## Task to carry out
Reproduce the entries from the line containing "Annotate all occurrences of power line above." up to and including the line containing "[293,131,307,140]", keeping every request line, and offset each bounding-box coordinate in the answers by -27.

## Data supplied
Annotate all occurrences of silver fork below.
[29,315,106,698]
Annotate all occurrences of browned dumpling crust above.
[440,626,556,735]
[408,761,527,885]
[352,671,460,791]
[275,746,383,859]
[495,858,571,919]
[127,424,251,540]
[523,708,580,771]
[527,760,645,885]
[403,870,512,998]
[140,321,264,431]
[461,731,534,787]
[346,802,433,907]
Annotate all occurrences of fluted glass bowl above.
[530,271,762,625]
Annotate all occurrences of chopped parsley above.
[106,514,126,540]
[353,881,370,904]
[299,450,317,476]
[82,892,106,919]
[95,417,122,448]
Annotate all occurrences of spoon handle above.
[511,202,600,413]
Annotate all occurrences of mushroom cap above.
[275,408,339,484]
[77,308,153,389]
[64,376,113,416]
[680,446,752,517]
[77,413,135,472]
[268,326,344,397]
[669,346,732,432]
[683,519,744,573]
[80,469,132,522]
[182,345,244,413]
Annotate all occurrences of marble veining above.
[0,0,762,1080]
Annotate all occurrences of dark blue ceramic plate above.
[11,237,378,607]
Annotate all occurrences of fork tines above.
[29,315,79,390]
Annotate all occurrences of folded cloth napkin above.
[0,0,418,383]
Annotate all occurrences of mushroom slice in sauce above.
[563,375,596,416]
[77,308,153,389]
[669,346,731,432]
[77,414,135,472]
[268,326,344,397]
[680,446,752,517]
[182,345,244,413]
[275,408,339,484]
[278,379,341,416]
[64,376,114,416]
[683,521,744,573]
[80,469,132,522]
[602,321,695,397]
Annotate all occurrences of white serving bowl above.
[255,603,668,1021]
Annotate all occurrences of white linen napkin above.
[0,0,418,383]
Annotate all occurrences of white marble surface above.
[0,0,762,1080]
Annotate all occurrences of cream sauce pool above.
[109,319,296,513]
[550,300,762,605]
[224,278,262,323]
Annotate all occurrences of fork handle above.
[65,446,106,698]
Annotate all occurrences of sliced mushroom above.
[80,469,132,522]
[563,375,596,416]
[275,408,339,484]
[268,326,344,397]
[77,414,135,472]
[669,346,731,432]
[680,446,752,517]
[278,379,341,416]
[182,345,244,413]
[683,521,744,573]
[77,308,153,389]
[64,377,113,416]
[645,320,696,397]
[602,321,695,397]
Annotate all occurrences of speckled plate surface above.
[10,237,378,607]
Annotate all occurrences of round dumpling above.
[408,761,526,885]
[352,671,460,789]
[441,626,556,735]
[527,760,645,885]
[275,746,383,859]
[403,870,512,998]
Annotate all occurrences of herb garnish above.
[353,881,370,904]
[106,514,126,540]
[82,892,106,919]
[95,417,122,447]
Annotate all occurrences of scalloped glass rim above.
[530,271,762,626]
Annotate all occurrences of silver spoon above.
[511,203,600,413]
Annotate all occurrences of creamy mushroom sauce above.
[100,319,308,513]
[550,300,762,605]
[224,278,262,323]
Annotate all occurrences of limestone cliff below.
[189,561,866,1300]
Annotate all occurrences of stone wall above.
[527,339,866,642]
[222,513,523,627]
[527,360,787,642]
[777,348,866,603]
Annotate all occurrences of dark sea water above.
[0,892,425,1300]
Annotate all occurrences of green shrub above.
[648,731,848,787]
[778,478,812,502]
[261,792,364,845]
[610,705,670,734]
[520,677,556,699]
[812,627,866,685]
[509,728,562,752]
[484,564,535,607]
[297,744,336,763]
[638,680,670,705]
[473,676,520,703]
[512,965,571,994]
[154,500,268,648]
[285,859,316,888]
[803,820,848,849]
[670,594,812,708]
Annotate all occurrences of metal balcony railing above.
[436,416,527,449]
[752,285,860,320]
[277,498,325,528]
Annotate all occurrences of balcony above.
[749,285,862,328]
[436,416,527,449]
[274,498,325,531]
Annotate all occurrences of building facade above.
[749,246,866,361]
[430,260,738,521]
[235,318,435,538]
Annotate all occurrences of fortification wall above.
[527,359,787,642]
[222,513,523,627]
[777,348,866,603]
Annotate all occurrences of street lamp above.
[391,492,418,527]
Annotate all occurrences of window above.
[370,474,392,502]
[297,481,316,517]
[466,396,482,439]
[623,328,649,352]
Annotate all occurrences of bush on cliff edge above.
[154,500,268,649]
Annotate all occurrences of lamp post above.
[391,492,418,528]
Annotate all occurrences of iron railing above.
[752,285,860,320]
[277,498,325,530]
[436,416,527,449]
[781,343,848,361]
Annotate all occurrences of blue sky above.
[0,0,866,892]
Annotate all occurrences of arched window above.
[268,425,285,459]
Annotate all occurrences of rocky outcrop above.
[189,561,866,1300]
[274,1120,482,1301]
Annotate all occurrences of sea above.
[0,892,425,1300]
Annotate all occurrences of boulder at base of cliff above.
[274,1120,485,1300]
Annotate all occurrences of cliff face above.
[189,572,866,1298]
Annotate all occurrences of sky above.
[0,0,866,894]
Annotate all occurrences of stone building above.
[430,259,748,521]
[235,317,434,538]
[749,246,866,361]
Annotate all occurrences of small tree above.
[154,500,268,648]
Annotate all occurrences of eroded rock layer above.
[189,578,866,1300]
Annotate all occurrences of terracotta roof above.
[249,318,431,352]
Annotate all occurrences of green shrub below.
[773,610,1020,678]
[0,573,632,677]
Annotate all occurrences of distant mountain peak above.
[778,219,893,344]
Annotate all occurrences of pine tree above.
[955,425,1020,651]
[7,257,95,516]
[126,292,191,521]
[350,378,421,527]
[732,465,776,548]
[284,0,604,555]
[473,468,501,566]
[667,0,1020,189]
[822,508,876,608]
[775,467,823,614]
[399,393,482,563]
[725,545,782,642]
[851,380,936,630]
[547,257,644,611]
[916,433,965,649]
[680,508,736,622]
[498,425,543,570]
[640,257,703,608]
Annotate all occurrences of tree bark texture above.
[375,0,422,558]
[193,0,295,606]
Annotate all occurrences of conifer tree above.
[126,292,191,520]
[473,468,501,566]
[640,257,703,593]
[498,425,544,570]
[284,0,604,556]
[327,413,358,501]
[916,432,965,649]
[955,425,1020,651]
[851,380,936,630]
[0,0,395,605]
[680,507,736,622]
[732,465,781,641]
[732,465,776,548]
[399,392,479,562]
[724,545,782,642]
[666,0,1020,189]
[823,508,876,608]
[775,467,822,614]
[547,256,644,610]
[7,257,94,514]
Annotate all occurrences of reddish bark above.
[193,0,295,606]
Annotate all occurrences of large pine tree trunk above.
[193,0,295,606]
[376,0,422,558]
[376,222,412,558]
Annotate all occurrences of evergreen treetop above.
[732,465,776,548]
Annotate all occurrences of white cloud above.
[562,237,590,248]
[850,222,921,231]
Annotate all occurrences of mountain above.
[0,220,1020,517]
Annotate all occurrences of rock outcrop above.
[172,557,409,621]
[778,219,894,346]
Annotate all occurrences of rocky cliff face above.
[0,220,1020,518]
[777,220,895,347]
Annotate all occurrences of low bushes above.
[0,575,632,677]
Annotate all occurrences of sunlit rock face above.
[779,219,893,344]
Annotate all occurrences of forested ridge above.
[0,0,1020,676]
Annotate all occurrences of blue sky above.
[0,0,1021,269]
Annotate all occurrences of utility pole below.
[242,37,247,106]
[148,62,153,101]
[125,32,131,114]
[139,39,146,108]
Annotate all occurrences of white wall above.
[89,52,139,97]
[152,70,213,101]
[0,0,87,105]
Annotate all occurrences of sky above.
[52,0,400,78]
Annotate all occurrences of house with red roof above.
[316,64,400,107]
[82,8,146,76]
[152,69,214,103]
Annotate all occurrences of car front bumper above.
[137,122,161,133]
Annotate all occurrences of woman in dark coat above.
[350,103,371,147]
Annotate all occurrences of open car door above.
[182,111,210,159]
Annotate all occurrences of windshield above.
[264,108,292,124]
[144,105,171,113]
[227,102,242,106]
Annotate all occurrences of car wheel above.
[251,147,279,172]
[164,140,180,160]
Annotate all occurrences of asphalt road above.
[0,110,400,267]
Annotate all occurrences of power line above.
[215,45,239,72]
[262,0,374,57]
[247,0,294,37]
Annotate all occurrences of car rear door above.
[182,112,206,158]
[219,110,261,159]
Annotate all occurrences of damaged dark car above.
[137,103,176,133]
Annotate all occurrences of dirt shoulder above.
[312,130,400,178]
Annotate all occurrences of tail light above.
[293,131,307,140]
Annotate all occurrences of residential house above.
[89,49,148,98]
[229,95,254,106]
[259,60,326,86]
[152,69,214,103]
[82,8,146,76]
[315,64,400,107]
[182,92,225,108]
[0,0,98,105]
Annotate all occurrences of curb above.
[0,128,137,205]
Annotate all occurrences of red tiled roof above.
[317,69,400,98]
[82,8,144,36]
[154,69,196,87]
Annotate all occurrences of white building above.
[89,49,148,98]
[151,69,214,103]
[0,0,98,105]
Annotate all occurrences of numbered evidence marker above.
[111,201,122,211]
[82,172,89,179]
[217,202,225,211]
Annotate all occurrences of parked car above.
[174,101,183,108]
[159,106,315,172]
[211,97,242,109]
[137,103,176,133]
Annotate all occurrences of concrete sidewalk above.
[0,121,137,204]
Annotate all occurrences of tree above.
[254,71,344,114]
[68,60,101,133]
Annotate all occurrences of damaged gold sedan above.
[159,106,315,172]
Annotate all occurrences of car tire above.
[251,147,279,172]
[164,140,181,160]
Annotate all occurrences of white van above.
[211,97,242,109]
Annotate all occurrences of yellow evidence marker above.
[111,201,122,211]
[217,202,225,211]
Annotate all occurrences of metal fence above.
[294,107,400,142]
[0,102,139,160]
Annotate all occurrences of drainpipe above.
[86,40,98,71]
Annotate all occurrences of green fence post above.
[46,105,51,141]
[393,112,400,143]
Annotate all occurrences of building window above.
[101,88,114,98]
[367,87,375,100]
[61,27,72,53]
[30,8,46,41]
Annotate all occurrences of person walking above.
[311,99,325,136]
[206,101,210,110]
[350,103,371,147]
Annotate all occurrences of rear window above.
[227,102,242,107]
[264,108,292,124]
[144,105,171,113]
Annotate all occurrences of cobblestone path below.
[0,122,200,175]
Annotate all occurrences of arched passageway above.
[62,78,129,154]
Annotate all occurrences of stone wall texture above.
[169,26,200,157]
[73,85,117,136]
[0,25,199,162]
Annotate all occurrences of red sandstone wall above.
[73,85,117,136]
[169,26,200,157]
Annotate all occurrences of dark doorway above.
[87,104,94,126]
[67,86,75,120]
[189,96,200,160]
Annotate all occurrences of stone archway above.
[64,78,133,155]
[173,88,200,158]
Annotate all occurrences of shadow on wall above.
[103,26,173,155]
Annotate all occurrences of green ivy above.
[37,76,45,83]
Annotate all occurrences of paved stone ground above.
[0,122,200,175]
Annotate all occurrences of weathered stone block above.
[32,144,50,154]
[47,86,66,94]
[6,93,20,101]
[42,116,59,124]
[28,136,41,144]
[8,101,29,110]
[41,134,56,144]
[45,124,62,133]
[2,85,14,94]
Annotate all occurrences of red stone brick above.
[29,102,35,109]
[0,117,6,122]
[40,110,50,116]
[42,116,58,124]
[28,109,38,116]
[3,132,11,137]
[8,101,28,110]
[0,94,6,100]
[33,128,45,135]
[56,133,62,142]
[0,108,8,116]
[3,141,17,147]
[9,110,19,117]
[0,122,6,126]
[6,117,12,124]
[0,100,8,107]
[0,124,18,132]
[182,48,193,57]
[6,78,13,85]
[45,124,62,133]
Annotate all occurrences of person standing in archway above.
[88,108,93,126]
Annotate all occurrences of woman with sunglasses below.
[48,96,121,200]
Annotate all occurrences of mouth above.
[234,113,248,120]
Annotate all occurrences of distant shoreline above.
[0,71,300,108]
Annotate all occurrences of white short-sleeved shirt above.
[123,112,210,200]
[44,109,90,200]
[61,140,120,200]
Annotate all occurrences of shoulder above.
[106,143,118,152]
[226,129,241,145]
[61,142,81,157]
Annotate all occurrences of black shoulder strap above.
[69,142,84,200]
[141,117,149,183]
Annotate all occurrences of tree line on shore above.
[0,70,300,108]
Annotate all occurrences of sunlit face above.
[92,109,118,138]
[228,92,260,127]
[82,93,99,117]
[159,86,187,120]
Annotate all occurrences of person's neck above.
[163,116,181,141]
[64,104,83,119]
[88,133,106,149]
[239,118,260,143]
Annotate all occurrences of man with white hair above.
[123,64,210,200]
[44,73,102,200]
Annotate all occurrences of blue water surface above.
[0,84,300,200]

## Result for this task
Annotate all occurrences of power line above.
[188,18,212,45]
[235,-27,347,30]
[220,-27,267,10]
Annotate all occurrences of car rear door above.
[155,85,179,131]
[192,83,234,132]
Annotate all occurrences of damaged dark car above.
[110,76,149,106]
Annotate all occurrences of dirt shoulder above.
[285,103,373,151]
Annotate all occurrences of tail light above.
[266,104,280,113]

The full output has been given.